### Supplied records ###
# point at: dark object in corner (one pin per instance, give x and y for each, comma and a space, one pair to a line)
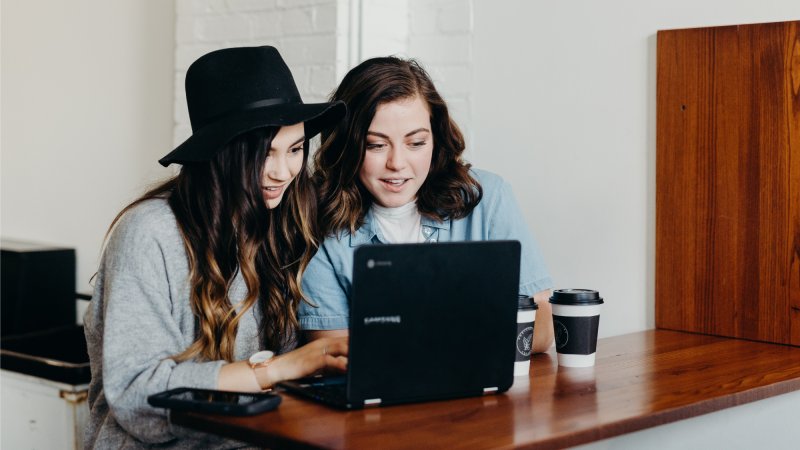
38, 287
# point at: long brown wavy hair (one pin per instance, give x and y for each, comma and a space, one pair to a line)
226, 228
449, 191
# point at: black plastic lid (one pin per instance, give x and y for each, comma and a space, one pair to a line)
526, 302
576, 297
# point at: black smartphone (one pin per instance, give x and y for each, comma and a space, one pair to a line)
217, 402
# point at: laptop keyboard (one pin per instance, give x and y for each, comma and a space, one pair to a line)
331, 390
336, 393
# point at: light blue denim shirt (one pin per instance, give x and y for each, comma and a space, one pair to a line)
328, 279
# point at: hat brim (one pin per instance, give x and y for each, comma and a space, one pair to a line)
204, 143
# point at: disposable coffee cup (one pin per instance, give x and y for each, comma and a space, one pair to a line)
576, 318
526, 318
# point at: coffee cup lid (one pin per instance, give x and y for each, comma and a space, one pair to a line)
576, 297
526, 302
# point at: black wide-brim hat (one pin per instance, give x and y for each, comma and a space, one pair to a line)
236, 90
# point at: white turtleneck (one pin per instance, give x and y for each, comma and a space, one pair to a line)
400, 225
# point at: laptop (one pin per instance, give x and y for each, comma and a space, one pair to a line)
427, 322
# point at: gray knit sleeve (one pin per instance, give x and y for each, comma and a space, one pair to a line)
143, 323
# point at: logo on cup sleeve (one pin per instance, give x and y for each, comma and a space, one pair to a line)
524, 339
562, 335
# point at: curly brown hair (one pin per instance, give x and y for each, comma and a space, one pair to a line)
227, 227
449, 191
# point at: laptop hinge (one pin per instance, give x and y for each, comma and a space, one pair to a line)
372, 402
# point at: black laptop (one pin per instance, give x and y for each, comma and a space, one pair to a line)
427, 322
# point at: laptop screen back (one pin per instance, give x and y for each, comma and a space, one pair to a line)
432, 321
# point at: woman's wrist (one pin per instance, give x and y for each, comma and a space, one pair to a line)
237, 376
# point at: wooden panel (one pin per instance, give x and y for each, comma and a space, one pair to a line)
641, 380
728, 144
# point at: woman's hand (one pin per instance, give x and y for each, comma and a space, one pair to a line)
326, 354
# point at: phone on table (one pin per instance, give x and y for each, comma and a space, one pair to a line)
217, 402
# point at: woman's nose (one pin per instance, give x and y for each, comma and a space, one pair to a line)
395, 160
278, 168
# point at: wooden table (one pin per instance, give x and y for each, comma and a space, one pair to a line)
640, 380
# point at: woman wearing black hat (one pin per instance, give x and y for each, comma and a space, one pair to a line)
393, 172
200, 278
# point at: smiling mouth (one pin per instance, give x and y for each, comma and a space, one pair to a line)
395, 181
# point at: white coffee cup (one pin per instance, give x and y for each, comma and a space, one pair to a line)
526, 319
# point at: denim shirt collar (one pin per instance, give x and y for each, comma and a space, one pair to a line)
370, 234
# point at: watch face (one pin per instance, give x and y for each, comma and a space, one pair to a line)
261, 357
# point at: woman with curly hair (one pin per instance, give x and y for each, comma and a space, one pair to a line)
392, 172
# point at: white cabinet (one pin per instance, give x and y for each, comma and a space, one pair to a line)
36, 413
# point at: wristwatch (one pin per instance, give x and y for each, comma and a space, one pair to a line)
259, 362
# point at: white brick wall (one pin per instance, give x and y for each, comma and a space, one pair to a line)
322, 39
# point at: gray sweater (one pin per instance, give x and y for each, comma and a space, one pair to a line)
139, 316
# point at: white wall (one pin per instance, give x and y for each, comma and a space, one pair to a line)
558, 97
86, 112
564, 108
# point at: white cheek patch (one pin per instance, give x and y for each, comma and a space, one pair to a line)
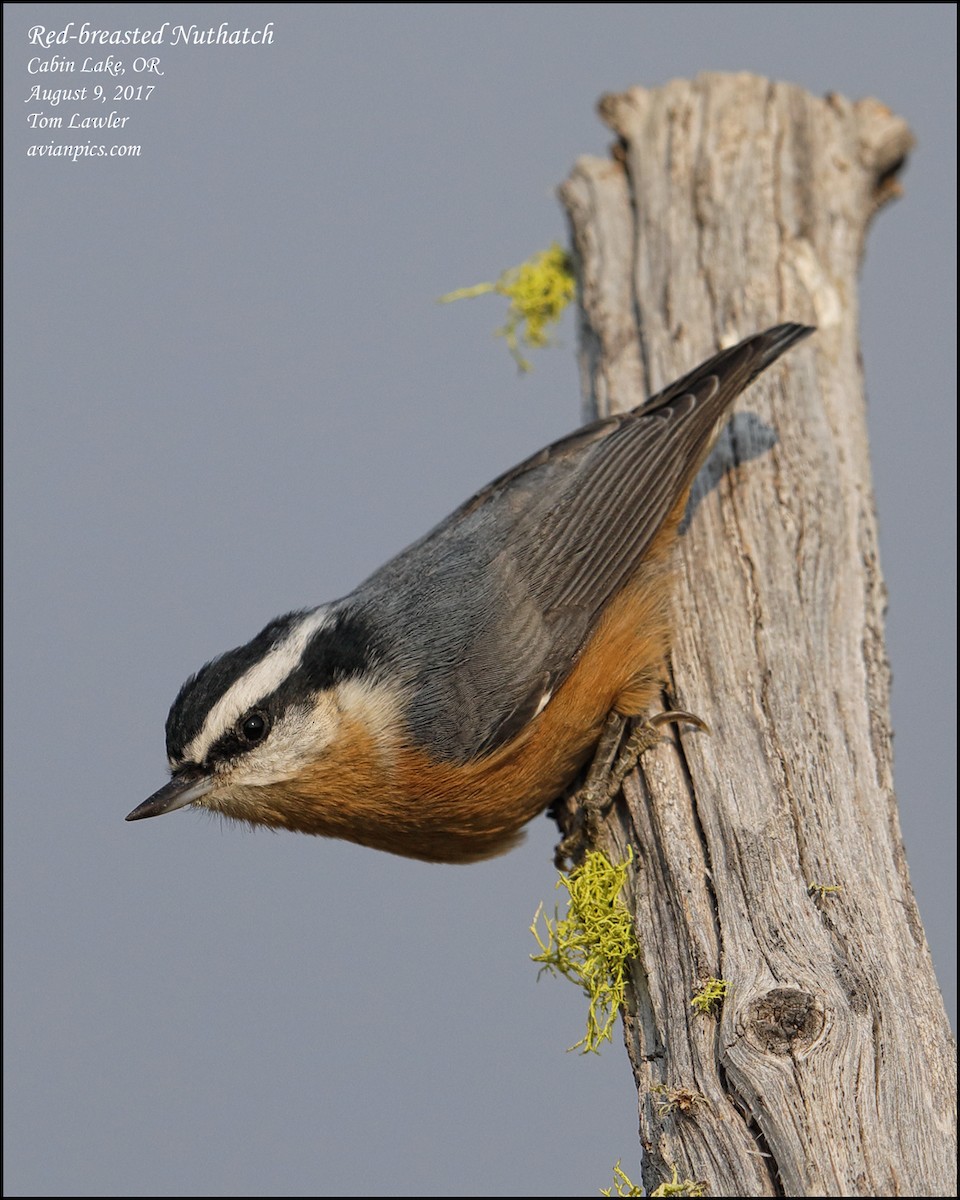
###
Render every line of the listing above as a numbered list, skipping any blank lines and leaving out the pictures.

_Response to this task_.
1. # point at: dark object in corner (one pin per instance, give x and y for each, comma and a space, one pair to a line)
2. 38, 287
3. # point at: long brown wavy hair (one pin per instance, give x and y for each, comma and a space, one pair to a line)
4. 226, 228
5. 449, 191
6. # point at: black plastic lid (one pin per instance, give x and y for each, comma and a space, one pair to a line)
7. 526, 302
8. 576, 297
9. # point at: black smartphone (one pin per instance, give x and y for each, comma and a space, one pair to a line)
10. 217, 402
11. # point at: laptop keyboard (one pin per instance, give x and y for each, comma and a space, one pair to a line)
12. 331, 390
13. 336, 393
14. # point at: light blue denim shirt (one pin per instance, give x and y for each, comma and a space, one pair to a line)
15. 328, 279
16. # point at: hat brim (one pin per instance, give x and y for each, comma and a space, one pair to a line)
17. 204, 143
18. # point at: disposable coffee cup (one pin per instance, give x and y for each, comma and a space, one pair to a line)
19. 576, 318
20. 526, 318
21. # point at: coffee cup lid (one pin per instance, give x and y for each, comma and a space, one pair to a line)
22. 576, 297
23. 526, 302
24. # point at: black wide-brim hat (one pin per instance, give x and y for each, comma and a space, one pair to a line)
25. 236, 90
26. # point at: white turtleneck (one pin per instance, give x and y for each, comma and a space, one pair to a line)
27. 400, 225
28. # point at: laptop (one pin per instance, give x and y for each, comma and a space, one pair to a line)
29. 427, 322
30. # point at: gray knit sleeve (one pin per instance, give x and y for each, comma and a space, one pair to a line)
31. 143, 323
32. # point at: logo on cup sleeve (one pin per instance, give x and y for each, comma and a space, one pair to a line)
33. 524, 339
34. 562, 335
35. # point at: curly brown hair (one pin per instance, give x and y for each, comma and a space, one pair to a line)
36. 227, 227
37. 449, 191
38. # point at: laptop hinge (one pin per instance, give x and y for each, comma and a space, one pair to a line)
39. 372, 402
40. # point at: black laptop (one pin per instance, give x and y for each, comma and a space, one pair to a line)
41. 427, 322
42. # point at: laptop screen back (one pin per instance, give x and y for each, comma and a space, one pair to a line)
43. 432, 321
44. # point at: woman's wrist (one pin per instance, give x and y for each, comma and a space, one pair to a line)
45. 237, 376
46. # point at: wooden panel (one pin per instance, give x and y for each, comma and a space, one pair to a line)
47. 641, 380
48. 728, 144
49. # point at: woman's hand (one pin per instance, give x and y for each, comma and a space, one pair to a line)
50. 326, 354
51. # point at: phone on table (one pin per instance, give x and y for each, comma and a space, one pair to a line)
52. 217, 402
53. # point at: woman's nose (one pin per instance, give x and y for each, comma and a space, one pair to a line)
54. 395, 160
55. 278, 168
56. # point at: wooden table (one pin per instance, give x and y for each, comma and a space, one pair to a line)
57. 640, 380
58. # point at: woman wearing black hat (one pin per instance, give x and y for each, comma and a space, one pair to a line)
59. 393, 172
60. 200, 278
61. # point at: smiling mouth (one pin per instance, give x and y for each, comma and a space, one pair to a line)
62. 395, 181
63. # point at: white coffee cup (one pin per instance, give x and y for each, comma and a space, one pair to a line)
64. 526, 319
65. # point at: denim shirt collar (one pin per instance, give x and y for each, comma and a space, one pair to a line)
66. 370, 234
67. # point at: watch face (one pin per instance, give x and y for each, comma and a space, one pair to a line)
68. 261, 357
69. # point at: woman with curly hair (one pin per instance, give x and y for each, comma and a space, one pair to a line)
70. 392, 172
71. # point at: white cabinet (one pin per instance, give x and y for each, comma and a space, one pair to a line)
72. 36, 413
73. # point at: wristwatch (one pin per instance, give x and y for each, comma and a space, one pair to a line)
74. 259, 362
75. # point at: white brick wall (one pin per instance, give x and y for each, comma and a space, one pair to a line)
76. 322, 39
77. # point at: gray sweater (one pin per instance, give x and y for each, comma and a space, one pair to a line)
78. 139, 316
79. # point at: white wall (one pin per instance, give x and y for each, comma and a space, one pair to a line)
80. 558, 97
81. 86, 112
82. 564, 108
83. # point at: white cheek patch (one pin per instance, give x and y for each, comma and a space, one pair to a line)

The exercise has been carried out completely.